Given problem 1: In the records below, set down the lines exactly as they appear, beginning at the line that contains "-- sample [456,231]." and continuing up to and including the final line of the records. Omit the pictures from your answer.

Residential tenancy law in Canada is entirely provincial. The rules in Ontario are not the same as in British Columbia, Alberta, or Quebec — and the differences are significant. This guide covers the rights that apply in each major province, with specific notice periods, dollar amounts, and deadlines.
How Residential Tenancy Law Is Structured in Canada
There is no federal landlord-tenant law for residential properties. Each province has its own legislation and its own tribunal for resolving disputes.
| Province | Governing Legislation | Dispute Tribunal |
|---|---|---|
| Ontario | Residential Tenancies Act, 2006 | Landlord and Tenant Board (LTB) |
| British Columbia | Residential Tenancy Act | Residential Tenancy Branch (RTB) |
| Alberta | Residential Tenancies Act | Residential Tenancy Dispute Resolution Service (RTDRS) |
| Quebec | Civil Code of Quebec + Act respecting the rental of dwellings | Tribunal administratif du logement (TAL) |
| Nova Scotia | Residential Tenancies Act | Residential Tenancies Program |
| Manitoba | Residential Tenancies Act | Residential Tenancies Branch |
Knowing which body handles your dispute matters — filing in the wrong place wastes time and can affect your deadlines.

Data provided:
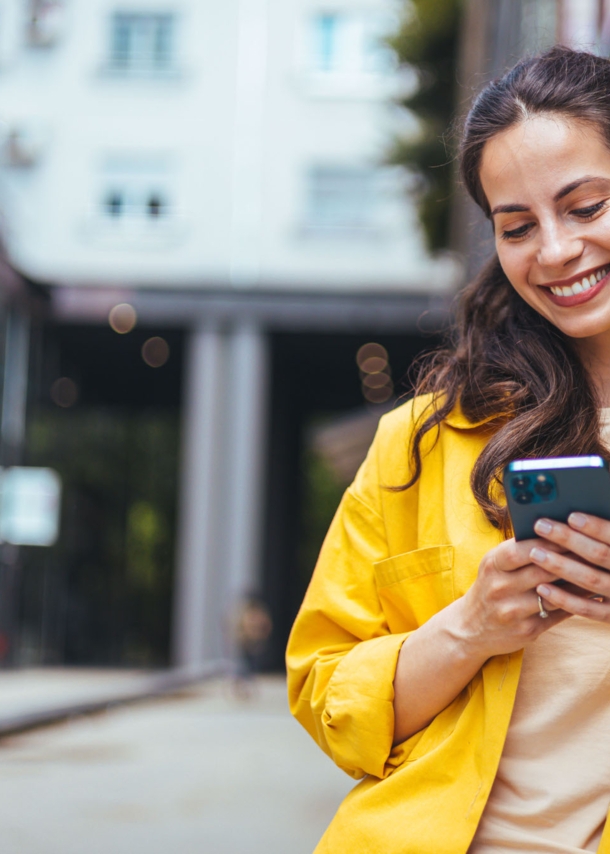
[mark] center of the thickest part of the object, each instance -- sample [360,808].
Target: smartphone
[554,488]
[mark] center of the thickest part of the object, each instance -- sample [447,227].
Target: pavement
[201,771]
[36,696]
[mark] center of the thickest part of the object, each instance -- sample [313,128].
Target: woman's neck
[595,355]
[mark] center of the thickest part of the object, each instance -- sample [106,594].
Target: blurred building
[208,176]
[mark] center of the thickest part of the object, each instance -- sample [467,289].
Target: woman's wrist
[468,645]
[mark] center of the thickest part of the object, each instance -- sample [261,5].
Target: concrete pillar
[15,385]
[195,616]
[246,459]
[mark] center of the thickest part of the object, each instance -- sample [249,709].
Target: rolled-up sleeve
[341,656]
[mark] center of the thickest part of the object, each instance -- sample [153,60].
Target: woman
[432,655]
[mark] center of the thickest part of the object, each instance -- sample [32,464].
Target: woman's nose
[558,246]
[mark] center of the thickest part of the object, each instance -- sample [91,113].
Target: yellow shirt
[389,562]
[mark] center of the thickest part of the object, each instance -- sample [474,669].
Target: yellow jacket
[389,562]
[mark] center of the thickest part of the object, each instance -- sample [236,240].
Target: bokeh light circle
[372,358]
[122,318]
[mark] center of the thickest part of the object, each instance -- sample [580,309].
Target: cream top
[552,789]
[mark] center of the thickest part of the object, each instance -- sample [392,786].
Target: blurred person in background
[432,655]
[252,631]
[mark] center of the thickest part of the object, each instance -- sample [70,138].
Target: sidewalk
[37,696]
[202,771]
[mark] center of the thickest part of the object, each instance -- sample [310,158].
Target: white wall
[231,136]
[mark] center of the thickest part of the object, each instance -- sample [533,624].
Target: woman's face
[547,181]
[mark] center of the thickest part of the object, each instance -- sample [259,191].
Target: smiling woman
[475,702]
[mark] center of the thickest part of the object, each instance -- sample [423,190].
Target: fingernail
[543,526]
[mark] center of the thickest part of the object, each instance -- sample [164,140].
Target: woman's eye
[590,211]
[515,233]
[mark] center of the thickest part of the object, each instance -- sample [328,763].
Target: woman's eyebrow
[574,185]
[560,194]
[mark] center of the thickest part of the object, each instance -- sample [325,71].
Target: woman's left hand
[584,563]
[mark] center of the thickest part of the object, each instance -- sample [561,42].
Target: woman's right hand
[500,613]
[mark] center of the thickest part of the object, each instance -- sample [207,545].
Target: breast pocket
[414,586]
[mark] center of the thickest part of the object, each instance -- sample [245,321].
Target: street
[202,772]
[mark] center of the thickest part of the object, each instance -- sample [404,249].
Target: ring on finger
[541,609]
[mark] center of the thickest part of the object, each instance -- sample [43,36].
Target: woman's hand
[583,559]
[501,612]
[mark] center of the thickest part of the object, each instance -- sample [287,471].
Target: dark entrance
[315,379]
[108,422]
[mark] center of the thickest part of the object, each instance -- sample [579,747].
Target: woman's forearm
[435,664]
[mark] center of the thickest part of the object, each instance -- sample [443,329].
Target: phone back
[554,488]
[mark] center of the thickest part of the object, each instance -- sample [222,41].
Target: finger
[592,526]
[539,625]
[574,571]
[595,551]
[512,555]
[576,605]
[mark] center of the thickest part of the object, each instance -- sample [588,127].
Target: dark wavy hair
[506,362]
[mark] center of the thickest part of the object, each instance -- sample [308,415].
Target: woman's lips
[578,299]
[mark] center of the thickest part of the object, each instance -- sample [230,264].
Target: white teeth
[580,287]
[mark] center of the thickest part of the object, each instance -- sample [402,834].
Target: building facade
[216,170]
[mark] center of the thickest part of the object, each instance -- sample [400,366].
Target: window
[142,42]
[348,43]
[46,20]
[342,198]
[135,189]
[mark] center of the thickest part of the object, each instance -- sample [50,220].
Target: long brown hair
[505,362]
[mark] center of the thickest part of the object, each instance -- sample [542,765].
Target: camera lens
[545,486]
[521,481]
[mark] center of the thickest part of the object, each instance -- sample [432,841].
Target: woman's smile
[578,289]
[547,183]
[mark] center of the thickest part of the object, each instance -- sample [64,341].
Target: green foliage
[102,594]
[427,41]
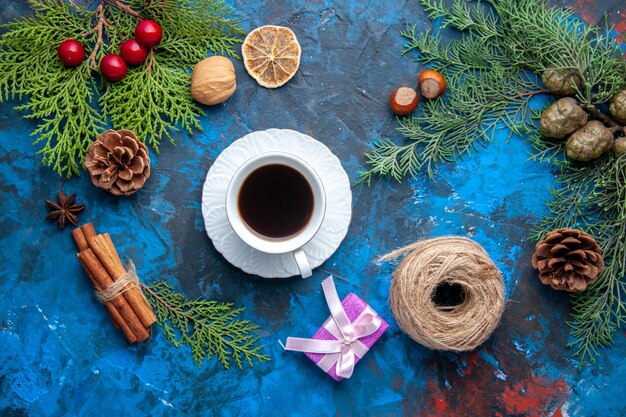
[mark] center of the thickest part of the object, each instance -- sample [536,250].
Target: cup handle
[303,263]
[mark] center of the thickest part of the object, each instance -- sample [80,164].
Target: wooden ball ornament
[403,100]
[431,84]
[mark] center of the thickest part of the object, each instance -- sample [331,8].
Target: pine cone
[589,142]
[562,118]
[568,259]
[118,162]
[617,106]
[619,146]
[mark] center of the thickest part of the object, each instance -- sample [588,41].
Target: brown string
[450,260]
[120,286]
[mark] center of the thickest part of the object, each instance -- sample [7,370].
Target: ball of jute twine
[446,260]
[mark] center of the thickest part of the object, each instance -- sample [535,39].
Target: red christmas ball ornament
[148,33]
[113,67]
[71,52]
[133,52]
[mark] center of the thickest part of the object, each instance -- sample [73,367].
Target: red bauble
[113,67]
[71,52]
[133,52]
[148,33]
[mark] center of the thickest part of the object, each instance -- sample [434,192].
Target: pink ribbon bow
[341,351]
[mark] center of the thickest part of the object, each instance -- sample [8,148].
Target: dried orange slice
[271,55]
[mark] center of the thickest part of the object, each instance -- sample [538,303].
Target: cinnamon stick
[92,264]
[103,248]
[114,315]
[89,232]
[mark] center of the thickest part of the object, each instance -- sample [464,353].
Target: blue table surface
[60,356]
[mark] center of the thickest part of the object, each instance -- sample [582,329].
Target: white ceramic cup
[294,242]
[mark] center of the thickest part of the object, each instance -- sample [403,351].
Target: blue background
[59,354]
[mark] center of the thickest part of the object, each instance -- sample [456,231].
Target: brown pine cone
[589,142]
[568,259]
[118,162]
[562,118]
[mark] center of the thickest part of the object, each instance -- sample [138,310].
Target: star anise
[64,210]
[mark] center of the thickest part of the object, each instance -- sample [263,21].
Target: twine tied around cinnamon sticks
[126,304]
[446,262]
[123,284]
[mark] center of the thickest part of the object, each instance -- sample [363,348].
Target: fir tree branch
[208,328]
[68,115]
[98,29]
[490,86]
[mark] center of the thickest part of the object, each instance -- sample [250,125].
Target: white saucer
[338,202]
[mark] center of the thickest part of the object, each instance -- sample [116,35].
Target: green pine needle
[209,328]
[490,78]
[492,73]
[593,198]
[73,105]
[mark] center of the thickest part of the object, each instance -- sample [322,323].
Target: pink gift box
[354,306]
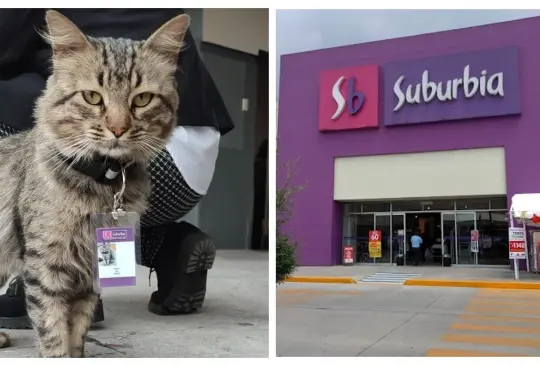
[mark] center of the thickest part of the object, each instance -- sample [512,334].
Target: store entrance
[428,225]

Given problem 2: Extract the passage on Canadian residential tenancy law word for word, from "Residential tenancy law in" up to and including "for resolving disputes.".

Task result 1:
[mark] center of the thickest part of the object, each instance -- sample [456,231].
Target: brown pine cone
[589,142]
[568,259]
[118,162]
[562,118]
[mark] center of the thickest part of the object, each instance -- sample [138,310].
Target: star anise
[64,210]
[mark] center of the thickest part of the object, each instance -- sample [263,21].
Target: twine tied around cinnamon sticks
[126,304]
[446,262]
[123,284]
[mark] center of the thickest part of the object, each instance -- sample [363,348].
Target: fir tree branch
[208,328]
[68,115]
[98,29]
[490,86]
[mark] center of the thickest part of the object, each instance -- sample [250,125].
Target: white saucer
[338,202]
[mark] center of the thickest part of the object, each instance -- sample [116,35].
Target: green pine needle
[209,328]
[490,78]
[492,73]
[593,198]
[73,105]
[mark] center of the thickest part of the object, each instance -- sample [322,323].
Target: pink gift box
[354,306]
[mark] center of the thickest part of the object, each instance -- sample [512,334].
Target: store entrance
[428,225]

Task result 2:
Residential tenancy law in Canada is entirely provincial. The rules in Ontario are not the same as in British Columbia, Alberta, or Quebec — and the differences are significant. This guide covers the rights that apply in each major province, with specific notice periods, dollar amounts, and deadlines.
How Residential Tenancy Law Is Structured in Canada
There is no federal landlord-tenant law for residential properties. Each province has its own legislation and its own tribunal for resolving disputes.